TEXTE DE LA PAGE:
┌────────

Revenons aux nombrils de nos jeunes contemporaines et contemporains. La question qu'ils me font poser est: métaphore ou métonymie (ou plus précisément synecdoque)? Ma réponse est qu'il s'agit des deux à la fois. Métonymie, car le nombril désigne le tout, c'est-à-dire le corps tout entier. Cette petite portion de peau que pendant longtemps, sous nos cieux, on ne pouvait découvrir que sur les planches couleur sépia des dictionnaires, annonce en réalité l'existence d'autres portions, qui n'ont pas cessé de nos jours de provoquer divers émois. Il arrive d'ailleurs que vers le bas de la bande de peau entourant le nombril on rencontre les premiers poils pubiens. Et que, plus haut, l'ouverture du décolleté ne fasse que renforcer l'impression de dénudation que l'offrande du nombril avait amorcée.

Malheur cependant à celui qui voudrait prolonger la simple observation par un commentaire un peu appuyé, voire, enfer et damnation, par un geste d'appréciation. Les redoutables foudres de la répression du harcèlement sexuel s'abattraient sur le/la coupable, et cela risquerait de finir devant un tribunal. Voir, mais pas toucher. Et encore: voir, mais furtivement, comme il est convenu qu'ainsi il doit en être sur une plage naturiste du genre Cap d'Agde ou Montalivet. Tous tout nus, mais faisons comme si ce n'était pas le cas.

Métaphore aussi, car on sait que le nombril sert souvent à désigner le moi dans ce qu'il a d'être préoccupé de lui-même. Le ou la «nombriliste» est celui ou celle qui ramène tout à lui ou à elle. Le nombril se trouve ainsi propulsé au rang de centre du monde. Ce n'est pas à notre époque un travers minoritaire. Ce que Foucault appelait le «souci de soi» se traduit par la propension, souvent obsessionnelle, de n'envisager d'autre dialogue intéressant qu'entre soi et son propre nombril. Celui-ci devient alors une espèce de miroir, la pièce d'eau de Narcisse, dans laquelle le risque est grand, à l'instar de ce qui est arrivé au héros de la mythologie, de se noyer. Se noyer dans son nombril serait une assez bonne description d'un aléa qui nous guette tous. Du nombrilisme à l'autisme, la distance pourrait bien devenir de plus en plus brève.

└────────

PROBLÈMES À RÉSOUDRE:
a) Résumez en deux phrases le texte sur le nombril.
b) Dans le texte sur le nombril, recopiez le passage allant de « Revenons aux nombrils » jusqu'à « nombril avait amorcée. » en remplaçant « sépia » par « ocre ».
c) Indiquez si chacune de ces affirmations s'accorde avec le texte sur le nombril, par oui ou non, en citant les mots décisifs du texte : (i) Foucault est cité pour l'expression «souci de soi» ; (ii) le nombrilisme est présenté comme un travers minoritaire à notre époque ; (iii) le Cap d'Agde est donné en exemple de plage naturiste.
Les lignes ci-après n'ont aucun lien avec le texte.

DONNÉES SOURCES:
┌────────

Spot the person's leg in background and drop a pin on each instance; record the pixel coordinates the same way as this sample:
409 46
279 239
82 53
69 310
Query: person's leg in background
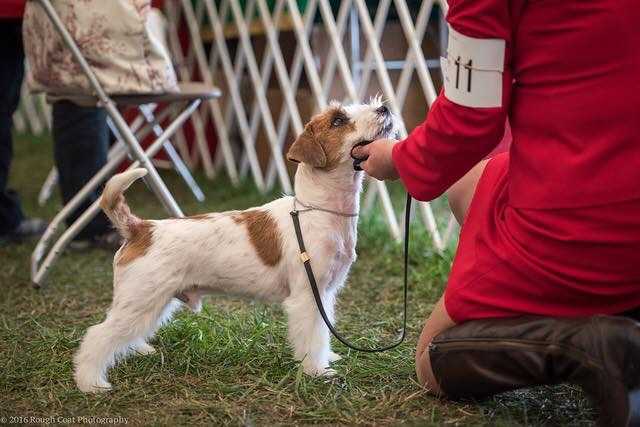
81 144
13 224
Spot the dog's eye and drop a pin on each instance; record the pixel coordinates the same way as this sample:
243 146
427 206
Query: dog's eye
338 121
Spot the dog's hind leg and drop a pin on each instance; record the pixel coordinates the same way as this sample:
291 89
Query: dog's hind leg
141 346
134 315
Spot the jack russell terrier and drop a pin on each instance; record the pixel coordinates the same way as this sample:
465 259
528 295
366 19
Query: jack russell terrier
252 253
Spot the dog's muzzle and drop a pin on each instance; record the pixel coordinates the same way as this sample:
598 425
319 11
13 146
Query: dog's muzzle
357 161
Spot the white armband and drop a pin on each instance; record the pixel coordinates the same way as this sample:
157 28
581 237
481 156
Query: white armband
473 70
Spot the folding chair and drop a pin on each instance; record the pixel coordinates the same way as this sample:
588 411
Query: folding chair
190 95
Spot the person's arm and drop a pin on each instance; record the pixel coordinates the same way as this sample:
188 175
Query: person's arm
468 118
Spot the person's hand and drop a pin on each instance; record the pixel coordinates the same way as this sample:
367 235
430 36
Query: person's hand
379 163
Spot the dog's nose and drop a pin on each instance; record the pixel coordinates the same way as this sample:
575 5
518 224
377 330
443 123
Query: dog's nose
382 110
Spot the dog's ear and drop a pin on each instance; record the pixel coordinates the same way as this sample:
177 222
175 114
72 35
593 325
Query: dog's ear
307 150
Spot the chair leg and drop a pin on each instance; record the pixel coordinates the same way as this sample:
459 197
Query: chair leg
174 157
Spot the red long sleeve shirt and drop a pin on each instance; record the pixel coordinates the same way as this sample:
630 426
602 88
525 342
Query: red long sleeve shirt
571 91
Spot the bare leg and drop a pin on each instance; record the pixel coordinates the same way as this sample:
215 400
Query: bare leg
461 193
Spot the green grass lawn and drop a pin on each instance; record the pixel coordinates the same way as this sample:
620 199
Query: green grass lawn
230 364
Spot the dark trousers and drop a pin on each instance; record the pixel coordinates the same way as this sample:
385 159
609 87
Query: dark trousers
11 74
81 138
81 143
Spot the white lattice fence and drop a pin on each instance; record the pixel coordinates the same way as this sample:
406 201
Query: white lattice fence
345 30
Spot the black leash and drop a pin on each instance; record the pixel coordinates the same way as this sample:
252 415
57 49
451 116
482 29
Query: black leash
304 257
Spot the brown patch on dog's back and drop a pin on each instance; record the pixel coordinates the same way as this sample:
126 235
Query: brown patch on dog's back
264 234
138 245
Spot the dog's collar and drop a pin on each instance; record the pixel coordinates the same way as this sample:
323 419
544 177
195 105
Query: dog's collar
308 207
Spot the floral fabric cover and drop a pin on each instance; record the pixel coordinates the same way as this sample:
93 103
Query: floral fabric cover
115 39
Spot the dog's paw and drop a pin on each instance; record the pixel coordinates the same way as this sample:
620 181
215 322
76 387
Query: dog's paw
144 349
316 370
98 386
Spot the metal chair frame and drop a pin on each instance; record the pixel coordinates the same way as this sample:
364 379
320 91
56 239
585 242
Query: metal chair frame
42 259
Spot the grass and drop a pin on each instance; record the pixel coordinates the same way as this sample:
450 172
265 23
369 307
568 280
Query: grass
230 364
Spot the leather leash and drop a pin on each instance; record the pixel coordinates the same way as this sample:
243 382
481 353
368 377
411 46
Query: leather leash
306 260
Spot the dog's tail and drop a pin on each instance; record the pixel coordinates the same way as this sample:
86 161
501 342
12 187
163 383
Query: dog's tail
115 206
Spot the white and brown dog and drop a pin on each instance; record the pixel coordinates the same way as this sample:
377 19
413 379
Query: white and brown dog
251 253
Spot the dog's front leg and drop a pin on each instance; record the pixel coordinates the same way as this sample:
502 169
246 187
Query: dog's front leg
308 334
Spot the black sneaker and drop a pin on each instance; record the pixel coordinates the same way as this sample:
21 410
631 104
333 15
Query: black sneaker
110 241
28 229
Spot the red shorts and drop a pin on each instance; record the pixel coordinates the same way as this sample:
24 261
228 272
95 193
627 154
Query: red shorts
554 262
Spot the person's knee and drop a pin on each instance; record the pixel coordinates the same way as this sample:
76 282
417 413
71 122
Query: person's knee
438 322
426 377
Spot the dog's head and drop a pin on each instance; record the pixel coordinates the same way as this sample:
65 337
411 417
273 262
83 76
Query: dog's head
328 138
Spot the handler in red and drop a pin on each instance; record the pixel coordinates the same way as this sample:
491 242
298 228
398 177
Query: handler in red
550 244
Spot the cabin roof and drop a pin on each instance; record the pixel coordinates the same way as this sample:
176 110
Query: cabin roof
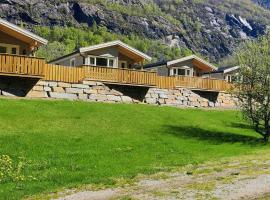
20 33
123 48
225 70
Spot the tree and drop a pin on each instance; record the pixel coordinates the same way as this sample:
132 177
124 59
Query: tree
52 50
253 88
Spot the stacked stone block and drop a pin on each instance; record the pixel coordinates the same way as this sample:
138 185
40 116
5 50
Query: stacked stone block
87 90
96 91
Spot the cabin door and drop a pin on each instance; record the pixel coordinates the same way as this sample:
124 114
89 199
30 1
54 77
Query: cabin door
122 64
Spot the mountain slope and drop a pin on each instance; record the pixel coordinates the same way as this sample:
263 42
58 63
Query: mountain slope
212 28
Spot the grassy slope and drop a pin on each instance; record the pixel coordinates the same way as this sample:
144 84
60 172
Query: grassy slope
74 143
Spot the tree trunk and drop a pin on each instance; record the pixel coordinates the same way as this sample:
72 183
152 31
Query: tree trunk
266 137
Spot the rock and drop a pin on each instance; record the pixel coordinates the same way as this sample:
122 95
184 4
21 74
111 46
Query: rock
114 98
126 99
90 83
151 100
74 90
82 86
37 94
38 88
47 89
52 84
98 97
90 91
57 95
83 96
63 85
58 89
43 83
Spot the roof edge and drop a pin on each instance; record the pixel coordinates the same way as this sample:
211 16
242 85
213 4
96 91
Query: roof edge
113 43
23 31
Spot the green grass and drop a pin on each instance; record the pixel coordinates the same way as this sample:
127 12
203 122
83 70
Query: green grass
69 144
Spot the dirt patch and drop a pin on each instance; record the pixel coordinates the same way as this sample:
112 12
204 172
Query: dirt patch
245 178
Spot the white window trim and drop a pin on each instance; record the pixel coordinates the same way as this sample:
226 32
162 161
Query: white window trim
191 71
9 48
120 63
87 61
72 60
108 62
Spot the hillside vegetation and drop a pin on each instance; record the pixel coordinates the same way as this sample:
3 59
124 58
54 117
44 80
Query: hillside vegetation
62 144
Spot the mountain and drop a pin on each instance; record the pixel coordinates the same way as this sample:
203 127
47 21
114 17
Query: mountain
263 3
211 28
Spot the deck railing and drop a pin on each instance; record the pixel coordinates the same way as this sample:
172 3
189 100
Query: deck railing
64 73
21 65
202 83
124 76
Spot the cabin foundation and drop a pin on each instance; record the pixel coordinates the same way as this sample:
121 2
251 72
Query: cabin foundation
99 92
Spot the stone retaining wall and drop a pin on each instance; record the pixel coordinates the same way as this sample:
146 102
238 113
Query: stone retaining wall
96 91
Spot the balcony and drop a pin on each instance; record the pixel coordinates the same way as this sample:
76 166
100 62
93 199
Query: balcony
21 66
132 78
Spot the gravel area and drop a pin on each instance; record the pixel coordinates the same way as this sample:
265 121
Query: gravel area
248 178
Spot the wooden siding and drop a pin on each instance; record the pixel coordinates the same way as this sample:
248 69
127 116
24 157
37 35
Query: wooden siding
64 73
202 83
15 65
125 76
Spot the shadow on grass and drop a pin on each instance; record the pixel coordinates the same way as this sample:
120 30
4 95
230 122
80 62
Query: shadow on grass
213 137
242 126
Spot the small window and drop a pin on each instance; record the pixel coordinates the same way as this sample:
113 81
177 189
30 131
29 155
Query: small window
92 61
111 62
13 50
175 72
101 62
181 72
188 72
3 49
72 62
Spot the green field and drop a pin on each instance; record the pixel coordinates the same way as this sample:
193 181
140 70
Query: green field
69 144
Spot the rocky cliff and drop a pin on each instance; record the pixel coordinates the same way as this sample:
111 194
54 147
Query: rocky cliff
210 28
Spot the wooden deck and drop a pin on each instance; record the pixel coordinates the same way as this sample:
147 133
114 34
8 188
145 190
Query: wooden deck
22 66
131 77
14 65
206 84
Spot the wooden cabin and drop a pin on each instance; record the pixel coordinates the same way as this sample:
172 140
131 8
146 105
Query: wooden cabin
230 74
191 66
115 54
17 51
17 41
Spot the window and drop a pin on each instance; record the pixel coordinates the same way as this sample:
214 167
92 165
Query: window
229 78
110 62
101 62
188 72
182 72
9 48
3 49
72 62
13 50
92 61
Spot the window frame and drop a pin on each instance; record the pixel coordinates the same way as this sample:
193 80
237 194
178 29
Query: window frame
9 48
72 60
187 71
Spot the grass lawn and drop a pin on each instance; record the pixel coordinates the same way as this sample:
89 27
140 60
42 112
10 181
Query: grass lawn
68 144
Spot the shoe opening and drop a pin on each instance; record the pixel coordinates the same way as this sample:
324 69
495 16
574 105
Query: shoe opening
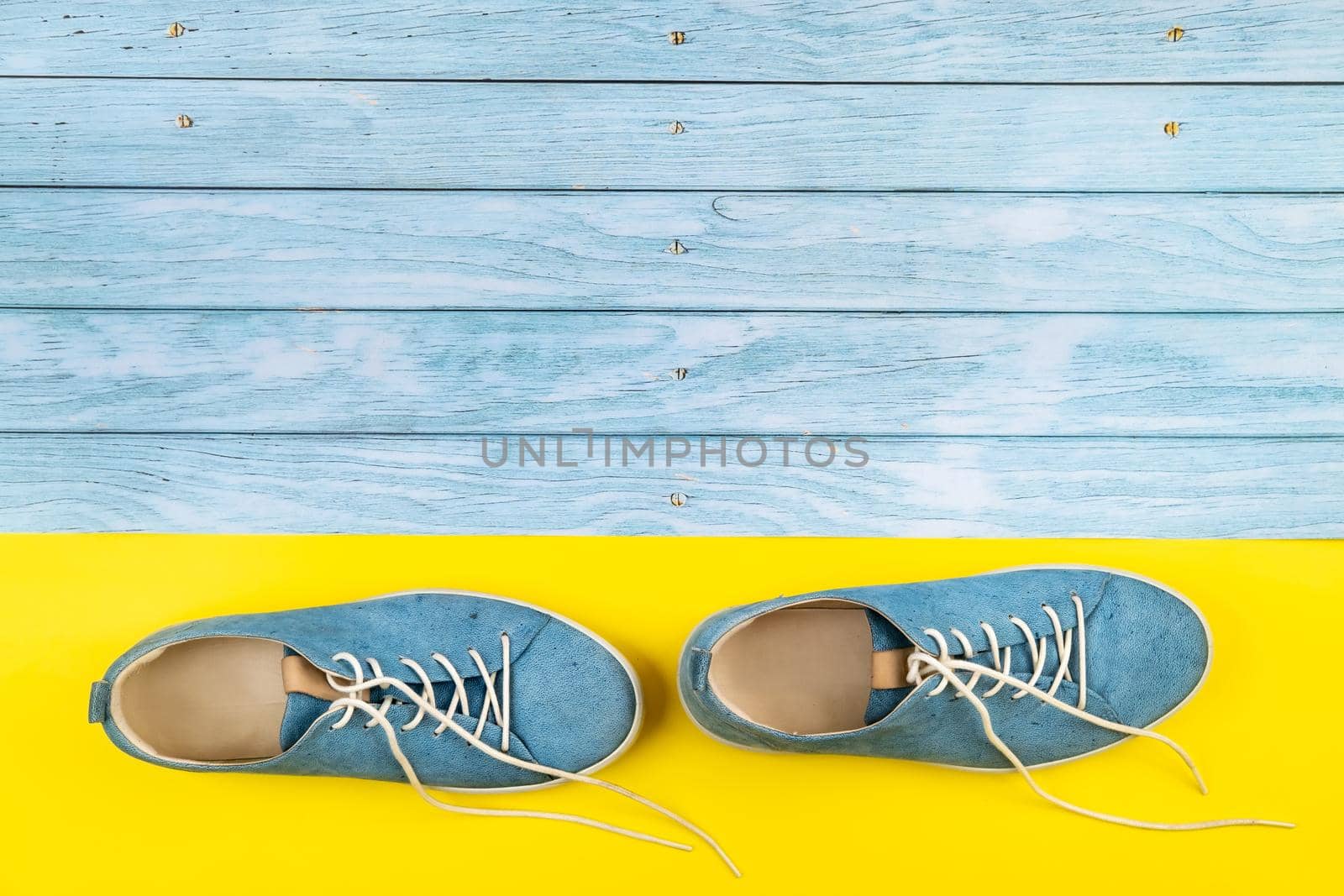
810 668
210 700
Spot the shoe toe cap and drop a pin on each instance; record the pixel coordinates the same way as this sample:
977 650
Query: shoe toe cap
1148 649
575 700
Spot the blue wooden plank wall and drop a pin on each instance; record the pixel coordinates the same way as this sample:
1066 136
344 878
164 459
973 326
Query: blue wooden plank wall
942 269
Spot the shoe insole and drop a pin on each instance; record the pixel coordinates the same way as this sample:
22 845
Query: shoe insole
804 671
206 700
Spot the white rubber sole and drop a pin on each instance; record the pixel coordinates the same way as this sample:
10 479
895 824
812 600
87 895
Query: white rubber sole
625 664
1200 685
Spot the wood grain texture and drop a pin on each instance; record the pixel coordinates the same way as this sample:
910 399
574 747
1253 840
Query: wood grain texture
810 251
752 372
268 134
1119 488
764 40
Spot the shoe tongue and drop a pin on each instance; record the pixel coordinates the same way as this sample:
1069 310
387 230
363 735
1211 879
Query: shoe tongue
885 637
308 696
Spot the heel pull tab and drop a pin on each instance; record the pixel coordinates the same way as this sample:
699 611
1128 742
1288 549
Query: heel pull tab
100 694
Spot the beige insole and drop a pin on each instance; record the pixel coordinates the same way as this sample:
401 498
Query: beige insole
206 700
806 671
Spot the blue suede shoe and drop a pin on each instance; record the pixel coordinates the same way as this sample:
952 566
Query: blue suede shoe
276 692
465 692
1010 669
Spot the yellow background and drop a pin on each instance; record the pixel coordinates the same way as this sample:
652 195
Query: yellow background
1265 731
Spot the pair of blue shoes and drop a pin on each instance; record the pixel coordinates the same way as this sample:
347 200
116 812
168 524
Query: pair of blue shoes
454 691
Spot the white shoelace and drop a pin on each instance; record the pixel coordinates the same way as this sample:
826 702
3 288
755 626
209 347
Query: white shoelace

└────────

RÉSULTATS PAR TÂCHE:
a) Le nombril est à la fois une métonymie, car il désigne le corps tout entier et annonce l'existence d'autres portions de peau, et une métaphore, car il sert à désigner le moi préoccupé de lui-même. Le «nombriliste» ramène tout à lui, et ce «souci de soi», souvent obsessionnel, fait du nombril une sorte de miroir, la pièce d'eau de Narcisse, où le risque est grand de se noyer.

b)
Revenons aux nombrils de nos jeunes contemporaines et contemporains. La question qu'ils me font poser est: métaphore ou métonymie (ou plus précisément synecdoque)? Ma réponse est qu'il s'agit des deux à la fois. Métonymie, car le nombril désigne le tout, c'est-à-dire le corps tout entier. Cette petite portion de peau que pendant longtemps, sous nos cieux, on ne pouvait découvrir que sur les planches couleur ocre des dictionnaires, annonce en réalité l'existence d'autres portions, qui n'ont pas cessé de nos jours de provoquer divers émois. Il arrive d'ailleurs que vers le bas de la bande de peau entourant le nombril on rencontre les premiers poils pubiens. Et que, plus haut, l'ouverture du décolleté ne fasse que renforcer l'impression de dénudation que l'offrande du nombril avait amorcée.

c)
(i) Oui : « Ce que Foucault appelait le «souci de soi» ».
(ii) Non : « Ce n'est pas à notre époque un travers minoritaire. »
(iii) Oui : « une plage naturiste du genre Cap d'Agde ou Montalivet ».